WHAT IS NEEDED
Reproduce verbatim the portion of the passage below on the relationship between coordinate systems, between "is the radius" and "nut grooves, respectively.", inclusive.

>> begin EXCERPTED PASSAGE

Relationship between different coordinate systems.

The coordinates of the groove centers for the left and right sections of the nut in the

${\text{C}}{{\text{S}}_{2\eta }}$

are expressed as

$\left\{ {\begin{array}{*{20}{c}} {\left[ {x_{{\text{s}}}^{{2L}},y_{{\text{s}}}^{{2L}},z_{{\text{s}}}^{{2L}}} \right]=\left[ {0, - ({R_{\text{s}}} - {R_{\text{b}}})\cos {\alpha _0}, - ({R_{\text{s}}} - {R_{\text{b}}})\sin {\alpha _0}} \right]} \\ {\left[ {x_{{\text{n}}}^{{2L}},y_{{\text{n}}}^{{2L}},z_{{\text{n}}}^{{2L}}} \right]=\left[ {0,({R_{\text{n}}} - {R_{\text{b}}})\cos {\alpha _0},({R_{\text{n}}} - {R_{\text{b}}})\sin {\alpha _0}} \right]} \end{array}} \right.$

$\left\{ {\begin{array}{*{20}{c}} {\left[ {x_{{\text{s}}}^{{2R}},y_{{\text{s}}}^{{2R}},z_{{\text{s}}}^{{2R}}} \right]=\left[ {0, - ({R_{\text{s}}} - {R_{\text{b}}})\cos {\alpha _0},({R_{\text{s}}} - {R_{\text{b}}})\sin {\alpha _0}} \right]} \\ {\left[ {x_{{\text{n}}}^{{2R}},y_{{\text{n}}}^{{2R}},z_{{\text{n}}}^{{2R}}} \right]=\left[ {0,({R_{\text{s}}} - {R_{\text{b}}})\cos {\alpha _0}, - ({R_{\text{s}}} - {R_{\text{b}}})\sin {\alpha _0}} \right]} \end{array}} \right.$

where

${R_{\text{s}}}$

is the radius of the screw groove; superscripts 2L and 2R are the coordinate systems

${\text{C}}{{\text{S}}_{2L}}$

and

${\text{C}}{{\text{S}}_{2R}}$

, respectively; subscripts s and n are the screw and nut grooves, respectively.

>> end EXCERPTED PASSAGE
>> begin DATA ROWS

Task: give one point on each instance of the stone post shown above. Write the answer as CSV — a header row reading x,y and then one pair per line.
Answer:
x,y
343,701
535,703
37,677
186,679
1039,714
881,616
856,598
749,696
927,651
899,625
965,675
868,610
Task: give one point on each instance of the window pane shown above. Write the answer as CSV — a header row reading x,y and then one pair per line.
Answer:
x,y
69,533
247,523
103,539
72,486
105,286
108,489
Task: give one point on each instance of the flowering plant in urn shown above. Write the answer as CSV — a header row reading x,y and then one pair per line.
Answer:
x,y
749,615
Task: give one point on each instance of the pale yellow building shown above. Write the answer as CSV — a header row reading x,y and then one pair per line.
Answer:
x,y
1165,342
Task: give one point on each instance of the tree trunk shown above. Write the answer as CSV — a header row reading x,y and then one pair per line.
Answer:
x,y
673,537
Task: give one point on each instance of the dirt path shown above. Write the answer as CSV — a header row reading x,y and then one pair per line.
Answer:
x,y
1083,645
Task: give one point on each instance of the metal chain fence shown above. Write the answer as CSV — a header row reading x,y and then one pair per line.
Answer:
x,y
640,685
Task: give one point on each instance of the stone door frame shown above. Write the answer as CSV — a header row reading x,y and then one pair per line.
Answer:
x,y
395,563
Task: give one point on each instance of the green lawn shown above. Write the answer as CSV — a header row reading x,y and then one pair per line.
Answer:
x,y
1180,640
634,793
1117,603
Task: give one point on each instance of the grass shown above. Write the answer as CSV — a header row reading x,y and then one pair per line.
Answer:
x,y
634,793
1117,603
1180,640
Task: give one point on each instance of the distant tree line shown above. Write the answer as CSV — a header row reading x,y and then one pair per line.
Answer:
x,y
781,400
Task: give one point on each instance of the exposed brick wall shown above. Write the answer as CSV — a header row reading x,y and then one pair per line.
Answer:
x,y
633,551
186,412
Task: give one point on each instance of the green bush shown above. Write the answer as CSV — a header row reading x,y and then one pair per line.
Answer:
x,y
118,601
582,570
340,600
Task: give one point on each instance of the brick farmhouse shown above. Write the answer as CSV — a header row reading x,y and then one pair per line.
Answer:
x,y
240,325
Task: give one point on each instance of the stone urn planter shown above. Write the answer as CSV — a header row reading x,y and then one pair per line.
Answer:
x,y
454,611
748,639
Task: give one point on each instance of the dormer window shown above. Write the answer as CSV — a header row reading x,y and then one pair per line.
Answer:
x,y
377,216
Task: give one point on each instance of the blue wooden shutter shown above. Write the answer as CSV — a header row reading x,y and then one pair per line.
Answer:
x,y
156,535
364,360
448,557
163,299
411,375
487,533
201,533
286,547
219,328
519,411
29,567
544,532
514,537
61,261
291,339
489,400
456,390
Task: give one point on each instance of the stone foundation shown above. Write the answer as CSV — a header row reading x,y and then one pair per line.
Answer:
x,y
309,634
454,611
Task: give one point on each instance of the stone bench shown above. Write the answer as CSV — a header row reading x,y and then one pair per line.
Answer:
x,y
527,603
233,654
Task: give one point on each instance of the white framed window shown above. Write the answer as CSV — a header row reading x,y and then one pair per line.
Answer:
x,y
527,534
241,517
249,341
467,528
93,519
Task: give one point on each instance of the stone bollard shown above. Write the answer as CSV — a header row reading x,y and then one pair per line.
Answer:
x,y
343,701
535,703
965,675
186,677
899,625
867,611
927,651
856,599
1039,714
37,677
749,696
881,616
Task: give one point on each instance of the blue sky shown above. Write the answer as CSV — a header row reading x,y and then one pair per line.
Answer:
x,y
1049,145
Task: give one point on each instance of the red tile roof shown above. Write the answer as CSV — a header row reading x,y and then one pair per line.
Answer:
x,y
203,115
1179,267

>> end DATA ROWS

EXPECTED ANSWER
is the radius of the screw groove; superscripts 2L and 2R are the coordinate systems

${\text{C}}{{\text{S}}_{2L}}$

and

${\text{C}}{{\text{S}}_{2R}}$

, respectively; subscripts s and n are the screw and nut grooves, respectively.